======== Texto fornecido

O número de pessoas recuperadas da Covid-19 em Londrina se aproxima dos 30 mil registros. Considerando que novos casos continuam em aceleração no município, o índice de curados também deverá ter um aumento expressivo. Fato que requer dos serviços de saúde da rede pública um planejamento a curto e longo prazo para a promoção de tratamentos em diferentes especialidades.

Estudos estão em andamento para entender os efeitos secundários dessa infecção no organismo dos indivíduos, mas o que se sabe até o momento é que muitas pessoas que tiveram a doença podem apresentar a chamada Síndrome Pós-Covid, com sequelas que podem ser respiratórias, olfativas e degustativas, complicações musculoesqueléticas, alterações psicoemocionais, entre outras.

Em Londrina, o secretário municipal de Saúde, Felippe Machado, afirmou que a rede pública de saúde, especialmente as UBSs (Unidades Básicas de Saúde), ainda não registram sobrecarga nos atendimentos pós-Covid. “O número de pessoas que têm necessidade de um suporte, de um apoio pós-Covid, não nos preocupa neste momento. Entretanto, a gente não sabe como é que vai se desenhar isso até o fim”, considera.

================
======== Itens fornecidos

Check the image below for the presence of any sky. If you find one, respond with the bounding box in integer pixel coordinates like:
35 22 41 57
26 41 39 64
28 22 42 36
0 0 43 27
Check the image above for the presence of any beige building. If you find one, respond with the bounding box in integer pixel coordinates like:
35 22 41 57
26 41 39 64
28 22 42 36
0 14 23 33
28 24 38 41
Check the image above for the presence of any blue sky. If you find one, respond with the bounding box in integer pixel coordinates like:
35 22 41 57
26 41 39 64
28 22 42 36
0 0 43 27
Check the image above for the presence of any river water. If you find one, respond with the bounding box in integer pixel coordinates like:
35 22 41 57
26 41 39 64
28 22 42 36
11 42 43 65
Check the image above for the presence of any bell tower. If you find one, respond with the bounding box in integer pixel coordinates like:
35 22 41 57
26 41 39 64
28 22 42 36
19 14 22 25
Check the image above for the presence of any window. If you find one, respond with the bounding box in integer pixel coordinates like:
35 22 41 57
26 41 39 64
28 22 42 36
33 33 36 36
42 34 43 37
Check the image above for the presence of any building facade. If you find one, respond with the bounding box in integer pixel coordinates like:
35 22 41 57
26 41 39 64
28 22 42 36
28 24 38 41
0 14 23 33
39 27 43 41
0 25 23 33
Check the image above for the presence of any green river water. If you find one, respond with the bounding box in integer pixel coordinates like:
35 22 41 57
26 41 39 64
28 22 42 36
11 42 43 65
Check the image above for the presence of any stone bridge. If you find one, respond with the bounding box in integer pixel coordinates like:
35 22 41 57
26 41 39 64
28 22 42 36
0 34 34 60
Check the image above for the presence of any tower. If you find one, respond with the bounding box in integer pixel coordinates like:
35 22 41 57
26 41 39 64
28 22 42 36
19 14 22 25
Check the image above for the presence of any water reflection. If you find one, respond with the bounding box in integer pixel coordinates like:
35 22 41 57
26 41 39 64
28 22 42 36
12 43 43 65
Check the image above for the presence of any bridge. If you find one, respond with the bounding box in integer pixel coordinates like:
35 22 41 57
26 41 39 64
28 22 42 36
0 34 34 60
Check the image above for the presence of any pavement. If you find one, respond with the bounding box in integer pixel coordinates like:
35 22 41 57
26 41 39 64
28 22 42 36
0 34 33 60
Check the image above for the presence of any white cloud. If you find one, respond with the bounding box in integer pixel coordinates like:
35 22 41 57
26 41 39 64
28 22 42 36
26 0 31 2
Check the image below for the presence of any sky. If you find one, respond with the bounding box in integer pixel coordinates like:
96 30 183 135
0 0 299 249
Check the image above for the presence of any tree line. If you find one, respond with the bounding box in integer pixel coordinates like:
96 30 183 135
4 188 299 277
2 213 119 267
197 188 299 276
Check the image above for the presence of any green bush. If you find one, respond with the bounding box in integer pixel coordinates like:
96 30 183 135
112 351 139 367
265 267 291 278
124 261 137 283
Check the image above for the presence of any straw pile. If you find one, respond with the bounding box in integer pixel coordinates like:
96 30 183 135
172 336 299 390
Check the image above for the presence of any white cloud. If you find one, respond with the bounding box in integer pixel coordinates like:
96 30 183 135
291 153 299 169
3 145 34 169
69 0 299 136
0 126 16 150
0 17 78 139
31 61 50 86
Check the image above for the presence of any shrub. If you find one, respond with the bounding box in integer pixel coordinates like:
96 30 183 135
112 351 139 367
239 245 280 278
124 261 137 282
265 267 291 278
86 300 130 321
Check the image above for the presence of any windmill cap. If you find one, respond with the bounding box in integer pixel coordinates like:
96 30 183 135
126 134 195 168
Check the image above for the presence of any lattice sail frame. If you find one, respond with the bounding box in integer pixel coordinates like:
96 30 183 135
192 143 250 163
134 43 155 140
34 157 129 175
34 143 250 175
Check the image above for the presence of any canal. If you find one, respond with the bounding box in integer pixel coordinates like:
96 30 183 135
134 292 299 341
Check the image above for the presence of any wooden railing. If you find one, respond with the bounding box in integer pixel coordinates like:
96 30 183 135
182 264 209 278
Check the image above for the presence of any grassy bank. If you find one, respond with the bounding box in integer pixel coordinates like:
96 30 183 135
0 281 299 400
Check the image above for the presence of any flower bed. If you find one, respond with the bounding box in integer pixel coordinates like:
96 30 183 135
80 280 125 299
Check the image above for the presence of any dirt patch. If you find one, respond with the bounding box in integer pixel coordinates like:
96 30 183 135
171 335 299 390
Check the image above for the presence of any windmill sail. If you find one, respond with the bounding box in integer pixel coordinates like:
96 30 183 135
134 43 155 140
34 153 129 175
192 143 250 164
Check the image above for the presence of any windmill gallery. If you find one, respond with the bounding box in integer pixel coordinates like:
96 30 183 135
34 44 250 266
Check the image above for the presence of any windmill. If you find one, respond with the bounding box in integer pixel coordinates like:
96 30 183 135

================

Reescreva o trecho do texto sobre a Covid-19 em Londrina de "Estudos estão em" a "psicoemocionais, entre outras.", trocando "sequelas" por "consequências".

Estudos estão em andamento para entender os efeitos secundários dessa infecção no organismo dos indivíduos, mas o que se sabe até o momento é que muitas pessoas que tiveram a doença podem apresentar a chamada Síndrome Pós-Covid, com consequências que podem ser respiratórias, olfativas e degustativas, complicações musculoesqueléticas, alterações psicoemocionais, entre outras.